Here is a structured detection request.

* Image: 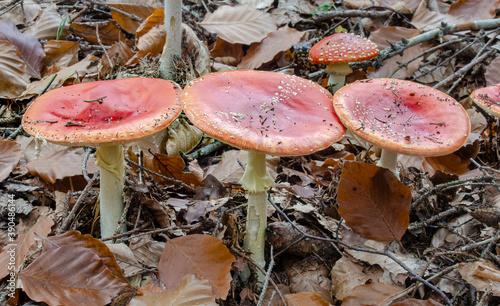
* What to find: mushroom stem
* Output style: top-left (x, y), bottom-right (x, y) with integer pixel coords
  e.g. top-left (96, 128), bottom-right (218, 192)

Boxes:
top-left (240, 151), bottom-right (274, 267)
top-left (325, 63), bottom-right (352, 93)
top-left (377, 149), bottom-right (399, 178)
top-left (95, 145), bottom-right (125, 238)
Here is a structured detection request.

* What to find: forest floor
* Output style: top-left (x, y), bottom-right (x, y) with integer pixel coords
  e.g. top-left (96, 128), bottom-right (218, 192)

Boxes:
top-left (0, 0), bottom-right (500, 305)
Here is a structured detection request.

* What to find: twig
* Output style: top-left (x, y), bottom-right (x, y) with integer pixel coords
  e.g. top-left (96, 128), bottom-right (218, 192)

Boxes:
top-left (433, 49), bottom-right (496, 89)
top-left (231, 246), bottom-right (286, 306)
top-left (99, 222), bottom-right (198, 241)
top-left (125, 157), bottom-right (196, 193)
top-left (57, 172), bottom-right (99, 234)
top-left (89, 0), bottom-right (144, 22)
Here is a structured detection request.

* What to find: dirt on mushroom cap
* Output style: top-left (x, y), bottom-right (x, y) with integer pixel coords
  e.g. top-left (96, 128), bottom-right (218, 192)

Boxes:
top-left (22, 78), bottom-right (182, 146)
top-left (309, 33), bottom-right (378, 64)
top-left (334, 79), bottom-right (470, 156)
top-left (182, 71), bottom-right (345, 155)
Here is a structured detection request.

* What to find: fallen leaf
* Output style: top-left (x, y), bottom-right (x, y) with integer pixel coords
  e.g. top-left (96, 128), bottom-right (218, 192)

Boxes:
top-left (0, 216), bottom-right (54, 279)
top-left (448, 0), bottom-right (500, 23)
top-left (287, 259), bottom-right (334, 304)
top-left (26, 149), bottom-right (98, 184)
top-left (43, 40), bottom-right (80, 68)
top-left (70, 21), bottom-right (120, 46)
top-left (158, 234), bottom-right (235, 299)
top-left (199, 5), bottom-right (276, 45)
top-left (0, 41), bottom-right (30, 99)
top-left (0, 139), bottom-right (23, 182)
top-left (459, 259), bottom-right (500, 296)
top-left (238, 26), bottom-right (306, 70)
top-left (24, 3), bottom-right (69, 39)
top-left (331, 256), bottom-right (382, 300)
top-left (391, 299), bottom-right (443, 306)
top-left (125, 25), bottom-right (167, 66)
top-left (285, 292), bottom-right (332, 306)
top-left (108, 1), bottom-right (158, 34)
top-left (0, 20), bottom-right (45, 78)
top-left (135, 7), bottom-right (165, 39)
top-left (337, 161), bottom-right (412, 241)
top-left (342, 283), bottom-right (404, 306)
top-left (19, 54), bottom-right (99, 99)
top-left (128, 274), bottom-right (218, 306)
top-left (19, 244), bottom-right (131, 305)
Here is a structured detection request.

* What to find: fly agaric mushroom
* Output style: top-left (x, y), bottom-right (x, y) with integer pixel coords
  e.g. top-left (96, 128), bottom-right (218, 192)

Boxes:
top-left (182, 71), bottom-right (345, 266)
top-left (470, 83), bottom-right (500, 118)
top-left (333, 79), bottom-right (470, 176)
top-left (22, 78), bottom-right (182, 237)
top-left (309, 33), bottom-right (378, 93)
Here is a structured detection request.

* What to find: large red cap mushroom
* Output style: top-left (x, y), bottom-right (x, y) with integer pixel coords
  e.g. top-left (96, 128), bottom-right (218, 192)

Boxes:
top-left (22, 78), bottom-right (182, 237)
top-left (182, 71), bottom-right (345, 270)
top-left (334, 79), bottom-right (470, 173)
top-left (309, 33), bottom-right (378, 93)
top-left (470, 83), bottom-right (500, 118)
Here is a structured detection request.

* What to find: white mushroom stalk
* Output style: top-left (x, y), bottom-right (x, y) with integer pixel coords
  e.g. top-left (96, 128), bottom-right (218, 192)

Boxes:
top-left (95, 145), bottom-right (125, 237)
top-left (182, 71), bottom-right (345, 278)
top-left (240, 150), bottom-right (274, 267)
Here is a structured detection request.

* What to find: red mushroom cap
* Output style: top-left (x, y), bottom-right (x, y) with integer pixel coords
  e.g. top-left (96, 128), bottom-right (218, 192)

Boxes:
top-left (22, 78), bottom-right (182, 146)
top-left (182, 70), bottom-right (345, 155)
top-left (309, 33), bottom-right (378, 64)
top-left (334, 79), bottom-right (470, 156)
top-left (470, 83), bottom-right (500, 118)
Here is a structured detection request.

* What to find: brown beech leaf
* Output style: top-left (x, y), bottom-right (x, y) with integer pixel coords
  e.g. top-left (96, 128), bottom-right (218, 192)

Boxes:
----
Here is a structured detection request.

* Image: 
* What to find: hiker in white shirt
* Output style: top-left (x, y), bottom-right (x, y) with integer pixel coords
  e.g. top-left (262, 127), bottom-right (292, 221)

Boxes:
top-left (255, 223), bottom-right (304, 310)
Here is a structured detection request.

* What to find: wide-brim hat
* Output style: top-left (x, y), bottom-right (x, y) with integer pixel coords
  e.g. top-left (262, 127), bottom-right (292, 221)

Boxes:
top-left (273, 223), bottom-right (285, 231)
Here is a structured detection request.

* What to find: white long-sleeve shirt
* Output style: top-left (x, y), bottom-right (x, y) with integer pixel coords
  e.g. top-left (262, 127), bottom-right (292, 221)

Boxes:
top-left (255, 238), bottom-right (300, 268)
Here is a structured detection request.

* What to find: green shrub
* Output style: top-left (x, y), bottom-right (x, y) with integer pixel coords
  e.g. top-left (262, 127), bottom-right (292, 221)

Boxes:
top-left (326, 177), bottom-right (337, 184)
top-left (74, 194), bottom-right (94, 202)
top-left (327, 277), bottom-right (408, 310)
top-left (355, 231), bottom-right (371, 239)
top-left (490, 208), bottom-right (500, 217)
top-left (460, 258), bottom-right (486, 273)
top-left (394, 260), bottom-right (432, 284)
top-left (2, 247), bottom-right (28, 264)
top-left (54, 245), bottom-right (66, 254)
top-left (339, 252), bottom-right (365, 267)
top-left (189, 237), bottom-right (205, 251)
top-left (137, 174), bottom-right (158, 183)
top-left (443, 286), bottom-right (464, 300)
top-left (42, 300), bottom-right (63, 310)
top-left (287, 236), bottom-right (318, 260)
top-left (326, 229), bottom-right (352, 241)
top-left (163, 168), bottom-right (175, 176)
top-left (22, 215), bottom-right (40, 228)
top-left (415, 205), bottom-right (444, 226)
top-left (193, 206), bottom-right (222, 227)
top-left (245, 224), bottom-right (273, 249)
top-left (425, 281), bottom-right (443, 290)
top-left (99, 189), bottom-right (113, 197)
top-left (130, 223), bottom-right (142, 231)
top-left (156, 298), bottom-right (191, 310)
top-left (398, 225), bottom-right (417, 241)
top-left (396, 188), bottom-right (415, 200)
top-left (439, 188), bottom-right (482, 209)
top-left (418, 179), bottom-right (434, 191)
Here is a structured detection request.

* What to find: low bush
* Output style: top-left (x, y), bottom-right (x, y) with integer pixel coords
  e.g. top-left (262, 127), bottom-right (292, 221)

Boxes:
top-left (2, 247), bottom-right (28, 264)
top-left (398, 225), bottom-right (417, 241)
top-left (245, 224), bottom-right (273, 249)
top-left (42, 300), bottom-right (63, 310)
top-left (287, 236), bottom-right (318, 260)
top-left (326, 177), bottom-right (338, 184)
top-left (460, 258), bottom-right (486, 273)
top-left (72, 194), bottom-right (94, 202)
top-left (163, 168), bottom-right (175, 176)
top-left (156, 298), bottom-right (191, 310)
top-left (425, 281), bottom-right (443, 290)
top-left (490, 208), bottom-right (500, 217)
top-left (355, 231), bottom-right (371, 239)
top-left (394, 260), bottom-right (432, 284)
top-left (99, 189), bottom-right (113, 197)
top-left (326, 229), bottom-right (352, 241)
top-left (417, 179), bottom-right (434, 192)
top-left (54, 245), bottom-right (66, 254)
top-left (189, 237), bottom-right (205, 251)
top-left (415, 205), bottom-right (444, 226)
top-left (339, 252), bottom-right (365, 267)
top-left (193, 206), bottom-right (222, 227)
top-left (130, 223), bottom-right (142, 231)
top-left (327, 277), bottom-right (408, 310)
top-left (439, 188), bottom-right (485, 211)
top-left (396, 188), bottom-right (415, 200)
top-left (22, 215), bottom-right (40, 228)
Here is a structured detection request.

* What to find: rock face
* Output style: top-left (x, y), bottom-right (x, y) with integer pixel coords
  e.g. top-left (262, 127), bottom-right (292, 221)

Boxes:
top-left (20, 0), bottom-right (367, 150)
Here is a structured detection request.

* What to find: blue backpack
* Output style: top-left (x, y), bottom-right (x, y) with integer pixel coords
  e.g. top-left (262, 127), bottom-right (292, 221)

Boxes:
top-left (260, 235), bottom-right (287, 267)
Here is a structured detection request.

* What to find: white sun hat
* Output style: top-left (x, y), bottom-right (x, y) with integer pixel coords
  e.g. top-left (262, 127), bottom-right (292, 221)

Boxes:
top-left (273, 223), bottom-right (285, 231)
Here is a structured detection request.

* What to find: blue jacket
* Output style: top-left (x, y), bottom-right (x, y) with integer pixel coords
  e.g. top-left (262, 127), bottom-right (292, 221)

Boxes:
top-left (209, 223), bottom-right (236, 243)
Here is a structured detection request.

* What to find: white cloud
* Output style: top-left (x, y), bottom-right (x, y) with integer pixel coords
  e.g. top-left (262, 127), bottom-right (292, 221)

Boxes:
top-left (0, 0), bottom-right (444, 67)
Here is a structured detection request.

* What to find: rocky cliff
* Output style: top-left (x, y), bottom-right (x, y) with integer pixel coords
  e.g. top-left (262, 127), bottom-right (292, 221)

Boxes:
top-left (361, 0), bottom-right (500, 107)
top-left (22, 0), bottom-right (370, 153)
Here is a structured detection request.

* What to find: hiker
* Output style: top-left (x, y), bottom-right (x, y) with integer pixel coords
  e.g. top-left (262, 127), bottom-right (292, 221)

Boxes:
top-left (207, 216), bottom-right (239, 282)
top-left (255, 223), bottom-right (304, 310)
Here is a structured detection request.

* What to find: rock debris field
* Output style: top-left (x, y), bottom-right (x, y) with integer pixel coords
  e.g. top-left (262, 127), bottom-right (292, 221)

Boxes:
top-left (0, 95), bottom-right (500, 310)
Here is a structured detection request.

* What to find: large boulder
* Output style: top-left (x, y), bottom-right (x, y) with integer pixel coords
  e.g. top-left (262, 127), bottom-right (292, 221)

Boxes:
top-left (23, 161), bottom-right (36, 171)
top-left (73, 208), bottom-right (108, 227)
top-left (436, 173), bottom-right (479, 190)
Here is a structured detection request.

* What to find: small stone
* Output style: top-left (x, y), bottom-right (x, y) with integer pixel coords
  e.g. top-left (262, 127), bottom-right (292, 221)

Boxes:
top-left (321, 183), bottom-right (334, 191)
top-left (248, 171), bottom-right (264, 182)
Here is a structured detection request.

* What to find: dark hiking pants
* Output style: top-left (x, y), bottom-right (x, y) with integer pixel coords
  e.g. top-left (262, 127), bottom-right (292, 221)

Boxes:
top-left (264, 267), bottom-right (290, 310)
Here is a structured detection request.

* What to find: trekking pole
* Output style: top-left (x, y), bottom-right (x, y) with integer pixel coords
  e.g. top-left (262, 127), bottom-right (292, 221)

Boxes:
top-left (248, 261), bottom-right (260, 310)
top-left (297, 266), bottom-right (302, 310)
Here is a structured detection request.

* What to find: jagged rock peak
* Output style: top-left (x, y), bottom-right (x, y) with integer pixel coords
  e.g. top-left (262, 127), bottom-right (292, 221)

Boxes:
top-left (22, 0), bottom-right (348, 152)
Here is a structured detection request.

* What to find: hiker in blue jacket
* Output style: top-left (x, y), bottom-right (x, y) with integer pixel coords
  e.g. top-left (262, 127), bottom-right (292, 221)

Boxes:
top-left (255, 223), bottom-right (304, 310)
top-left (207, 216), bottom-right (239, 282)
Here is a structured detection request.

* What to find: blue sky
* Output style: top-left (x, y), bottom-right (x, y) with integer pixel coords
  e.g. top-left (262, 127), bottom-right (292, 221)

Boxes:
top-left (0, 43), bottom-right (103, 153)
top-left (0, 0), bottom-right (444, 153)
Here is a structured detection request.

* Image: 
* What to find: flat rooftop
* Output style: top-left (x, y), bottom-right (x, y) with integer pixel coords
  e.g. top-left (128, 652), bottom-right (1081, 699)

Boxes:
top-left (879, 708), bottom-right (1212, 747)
----
* **Objetivo**
Determine quantas linhas acima contêm a palavra "large" e, por favor, responda apenas com esse número.

* **Resposta completa**
2